[WHAT YOU NEED TO DO] Your task is to retype all of the records below with complete accuracy.
▼
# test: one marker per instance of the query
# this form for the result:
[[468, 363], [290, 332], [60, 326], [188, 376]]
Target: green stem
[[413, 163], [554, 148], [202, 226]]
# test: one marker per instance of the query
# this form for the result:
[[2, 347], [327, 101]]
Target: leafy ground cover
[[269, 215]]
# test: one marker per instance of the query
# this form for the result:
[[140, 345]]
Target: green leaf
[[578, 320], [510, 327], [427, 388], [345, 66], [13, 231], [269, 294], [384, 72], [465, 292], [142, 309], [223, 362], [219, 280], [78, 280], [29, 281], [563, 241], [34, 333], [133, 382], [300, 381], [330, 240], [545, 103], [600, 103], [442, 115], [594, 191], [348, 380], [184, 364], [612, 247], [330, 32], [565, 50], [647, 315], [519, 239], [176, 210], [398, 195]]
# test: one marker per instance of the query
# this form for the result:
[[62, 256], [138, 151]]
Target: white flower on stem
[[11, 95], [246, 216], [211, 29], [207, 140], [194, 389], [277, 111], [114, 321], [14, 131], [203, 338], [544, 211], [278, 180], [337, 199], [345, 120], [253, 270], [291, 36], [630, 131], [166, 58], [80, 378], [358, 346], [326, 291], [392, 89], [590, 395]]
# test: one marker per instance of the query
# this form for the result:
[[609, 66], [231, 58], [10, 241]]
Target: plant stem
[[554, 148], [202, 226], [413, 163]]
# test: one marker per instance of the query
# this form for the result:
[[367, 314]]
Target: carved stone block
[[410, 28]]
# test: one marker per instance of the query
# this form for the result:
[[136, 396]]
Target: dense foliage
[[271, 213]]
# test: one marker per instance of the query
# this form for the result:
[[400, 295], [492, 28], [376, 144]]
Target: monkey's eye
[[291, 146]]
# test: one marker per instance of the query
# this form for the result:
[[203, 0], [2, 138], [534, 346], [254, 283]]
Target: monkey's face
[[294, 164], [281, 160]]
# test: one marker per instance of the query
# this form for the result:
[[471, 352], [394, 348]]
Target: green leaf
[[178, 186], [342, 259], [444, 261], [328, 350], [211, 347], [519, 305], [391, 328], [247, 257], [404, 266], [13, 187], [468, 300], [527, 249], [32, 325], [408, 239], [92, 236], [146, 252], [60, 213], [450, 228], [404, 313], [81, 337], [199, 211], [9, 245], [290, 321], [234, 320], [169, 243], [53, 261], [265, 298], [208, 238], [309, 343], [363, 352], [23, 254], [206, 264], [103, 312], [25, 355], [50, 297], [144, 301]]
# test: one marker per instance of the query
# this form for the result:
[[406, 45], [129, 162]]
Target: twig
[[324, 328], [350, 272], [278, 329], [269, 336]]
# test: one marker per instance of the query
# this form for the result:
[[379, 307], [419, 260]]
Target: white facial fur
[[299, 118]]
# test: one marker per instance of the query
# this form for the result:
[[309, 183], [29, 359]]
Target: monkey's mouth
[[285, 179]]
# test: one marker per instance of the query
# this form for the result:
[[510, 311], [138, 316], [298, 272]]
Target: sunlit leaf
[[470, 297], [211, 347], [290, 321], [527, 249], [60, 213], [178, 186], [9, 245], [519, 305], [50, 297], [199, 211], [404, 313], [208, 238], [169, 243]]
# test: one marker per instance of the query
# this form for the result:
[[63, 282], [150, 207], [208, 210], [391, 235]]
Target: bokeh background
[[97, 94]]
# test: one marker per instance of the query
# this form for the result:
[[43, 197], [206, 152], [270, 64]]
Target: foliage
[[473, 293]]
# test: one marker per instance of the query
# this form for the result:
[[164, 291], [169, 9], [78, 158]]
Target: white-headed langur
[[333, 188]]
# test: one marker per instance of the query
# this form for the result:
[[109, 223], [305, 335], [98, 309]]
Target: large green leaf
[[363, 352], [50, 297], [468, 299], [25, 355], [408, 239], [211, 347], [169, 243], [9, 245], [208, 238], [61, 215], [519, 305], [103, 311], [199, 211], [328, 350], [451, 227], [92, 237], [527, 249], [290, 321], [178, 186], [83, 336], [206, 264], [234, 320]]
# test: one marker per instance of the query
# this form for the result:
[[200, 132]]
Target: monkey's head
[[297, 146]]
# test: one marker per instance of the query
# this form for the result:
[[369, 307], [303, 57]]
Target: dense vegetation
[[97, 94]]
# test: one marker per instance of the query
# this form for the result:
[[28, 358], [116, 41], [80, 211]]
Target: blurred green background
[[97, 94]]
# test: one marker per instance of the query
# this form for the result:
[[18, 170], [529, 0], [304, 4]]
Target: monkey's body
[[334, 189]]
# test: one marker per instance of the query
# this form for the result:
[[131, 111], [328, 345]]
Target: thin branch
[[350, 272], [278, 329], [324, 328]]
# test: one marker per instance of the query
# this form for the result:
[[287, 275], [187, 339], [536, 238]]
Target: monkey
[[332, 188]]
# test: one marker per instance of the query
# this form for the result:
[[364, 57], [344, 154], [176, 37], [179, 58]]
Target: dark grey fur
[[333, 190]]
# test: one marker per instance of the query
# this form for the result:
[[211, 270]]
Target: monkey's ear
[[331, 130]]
▲
[YOUR SOLUTION]
# test: one marker per instance of the query
# this form for the result:
[[468, 363], [290, 332], [60, 326], [188, 376]]
Target: green stem
[[413, 163], [554, 148], [202, 226]]
# test: one marker per instance of the query
# this form for the result:
[[2, 347], [327, 101]]
Target: leafy ground cover
[[269, 215]]
# test: one marker per instance of the query
# this form for the result:
[[140, 345]]
Target: green leaf
[[578, 320], [510, 327], [427, 388], [345, 66], [13, 231], [269, 294], [384, 72], [465, 292], [142, 309], [223, 362], [219, 280], [78, 280], [29, 281], [563, 241], [34, 333], [133, 382], [300, 381], [330, 240], [545, 103], [600, 103], [442, 115], [594, 191], [348, 380], [184, 364], [612, 247], [330, 32], [565, 50], [647, 315], [519, 239], [176, 210], [398, 195]]
# test: one marker per instance of the query
# this form for the result:
[[62, 256], [138, 151]]
Target: white flower on stem
[[11, 95], [246, 216], [211, 29], [207, 140], [194, 389], [277, 111], [114, 321], [14, 131], [203, 338], [544, 211], [278, 180], [337, 199], [345, 120], [253, 270], [291, 36], [630, 131], [166, 58], [80, 378], [358, 346], [326, 291], [392, 89], [590, 395]]
# test: one marker per instance of the query
# this form for the result:
[[609, 66], [231, 58], [10, 241]]
Target: plant stem
[[554, 148], [202, 226], [413, 163]]
# test: one marker per instance of the query
# this form for the result:
[[367, 314]]
Target: carved stone block
[[410, 28]]
# test: one marker per instance of the query
# this form for the result:
[[136, 396]]
Target: dense foliage
[[271, 213]]
# test: one marker per instance of the query
# this form for the result:
[[400, 295], [492, 28], [376, 144]]
Target: monkey's eye
[[291, 146]]
# test: one marker per instance of the query
# this form for the result:
[[203, 0], [2, 138], [534, 346], [254, 283]]
Target: monkey's face
[[294, 164], [281, 160]]
# test: one marker per instance of the query
# this form for the result:
[[471, 352], [394, 348]]
Target: green leaf
[[178, 186], [342, 259], [444, 261], [328, 350], [211, 347], [519, 305], [391, 328], [247, 257], [404, 266], [13, 187], [468, 300], [527, 249], [32, 325], [408, 239], [92, 236], [146, 252], [60, 213], [450, 228], [404, 313], [81, 337], [199, 211], [9, 245], [290, 321], [234, 320], [169, 243], [53, 261], [265, 298], [208, 238], [309, 343], [363, 352], [23, 254], [206, 264], [103, 312], [25, 355], [50, 297], [144, 301]]
# test: one marker per instance of the query
# this form for the result:
[[406, 45], [129, 162]]
Target: twig
[[324, 328], [350, 272], [278, 329], [269, 336]]
# test: one marker per instance of the query
# this form for the result:
[[379, 307], [419, 260]]
Target: white facial fur
[[299, 118]]
# test: one marker per instance of the query
# this form for the result:
[[309, 183], [29, 359]]
Target: monkey's mouth
[[285, 179]]
# test: one marker per instance of the query
# this form for the result:
[[510, 311], [138, 316], [298, 272]]
Target: sunlit leaf
[[470, 297], [211, 347], [290, 321], [527, 249], [60, 213], [178, 186], [9, 245], [519, 305], [50, 297], [199, 211], [404, 313], [208, 238], [169, 243]]
# test: one marker per instance of the query
# this form for the result:
[[63, 282], [150, 207], [208, 210], [391, 235]]
Target: bokeh background
[[97, 94]]
# test: one marker per instance of the query
# this form for the result:
[[43, 197], [206, 152], [270, 64]]
Target: foliage
[[473, 293]]
# test: one marker per instance of the query
# this form for the result:
[[164, 291], [169, 9], [78, 158]]
Target: white-headed langur
[[333, 188]]
# test: one marker per instance of the query
# this form for the result:
[[109, 223], [305, 335], [98, 309]]
Target: large green leaf
[[363, 352], [50, 297], [468, 299], [25, 355], [408, 239], [211, 347], [169, 243], [9, 245], [208, 238], [61, 215], [519, 305], [103, 311], [199, 211], [328, 350], [451, 227], [92, 237], [527, 249], [290, 321], [178, 186], [83, 336], [206, 264], [234, 320]]
# test: one marker per instance of the query
# this form for the result:
[[200, 132]]
Target: monkey's head
[[297, 146]]
# test: one marker per instance of the query
# this form for the result:
[[369, 307], [303, 57]]
Target: dense vegetation
[[97, 94]]
# test: one marker per instance of the query
# this form for the result:
[[28, 358], [116, 41], [80, 211]]
Target: blurred green background
[[97, 94]]
# test: one marker per instance of the query
# this form for the result:
[[18, 170], [529, 0], [304, 4]]
Target: monkey's body
[[334, 189]]
# test: one marker per instance of the query
# this form for the result:
[[131, 111], [328, 345]]
Target: thin branch
[[350, 272], [278, 329], [324, 328]]
# test: one marker per instance of the query
# this form for the result:
[[287, 275], [187, 339], [536, 238]]
Target: monkey
[[332, 188]]
# test: one marker per instance of the query
# this form for the result:
[[364, 57], [344, 154], [176, 37], [179, 58]]
Target: dark grey fur
[[333, 190]]
# test: one marker per instance of the query
# this form for the result:
[[211, 270]]
Target: monkey's ear
[[331, 130]]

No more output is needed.